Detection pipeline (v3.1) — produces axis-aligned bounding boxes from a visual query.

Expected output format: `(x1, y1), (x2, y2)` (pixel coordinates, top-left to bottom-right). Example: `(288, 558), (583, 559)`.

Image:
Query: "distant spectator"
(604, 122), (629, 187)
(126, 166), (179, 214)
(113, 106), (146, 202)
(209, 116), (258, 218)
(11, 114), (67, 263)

* **REQUIRED TASK**
Copy out the entire listing above again, line by line, without changing anything.

* **THE REPLY**
Detection pipeline (v3.1) — produces axis-aligned bounding boxes from a visual query.

Expected output format: `(x1, y1), (x2, y2)` (pixel coordinates, top-left to bottom-right). Example: `(288, 558), (583, 559)`.

Image:
Query: "distant spectator"
(604, 122), (629, 187)
(126, 166), (179, 214)
(113, 106), (146, 202)
(209, 116), (258, 218)
(11, 114), (67, 263)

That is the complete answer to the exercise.